= What you need to do =
Copy the listing below line for line, with no changes of any kind.

= Provided records =

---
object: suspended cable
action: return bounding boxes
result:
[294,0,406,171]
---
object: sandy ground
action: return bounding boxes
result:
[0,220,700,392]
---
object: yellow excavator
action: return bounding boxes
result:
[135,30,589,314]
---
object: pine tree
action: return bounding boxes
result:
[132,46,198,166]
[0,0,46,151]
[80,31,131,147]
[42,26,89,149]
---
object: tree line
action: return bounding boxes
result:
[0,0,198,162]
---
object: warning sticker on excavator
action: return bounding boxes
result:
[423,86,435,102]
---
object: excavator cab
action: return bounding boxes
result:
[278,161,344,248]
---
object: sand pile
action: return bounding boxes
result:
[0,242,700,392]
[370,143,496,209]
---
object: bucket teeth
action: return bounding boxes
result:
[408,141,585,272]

= Correct answer =
---
object: suspended cable
action: return bounding boxes
result:
[294,0,406,171]
---
object: sandy ground
action: return bounding boxes
result:
[0,220,700,392]
---
object: yellow excavator
action: return bounding boxes
result:
[135,30,589,314]
---
object: pine tree
action: return bounding boxes
result:
[132,46,198,166]
[0,0,46,151]
[80,31,131,147]
[42,26,89,149]
---
object: tree line
action: return bounding boxes
result:
[0,0,198,162]
---
object: warning sticker on excavator
action: return bounding boxes
result:
[423,86,435,102]
---
object: excavator cab
action: return bounding boxes
result:
[278,161,344,248]
---
object: sand pile
action: return bounding boxes
result:
[0,242,700,392]
[370,143,496,209]
---
object: bucket teeth
action: return bounding boxes
result:
[408,141,585,272]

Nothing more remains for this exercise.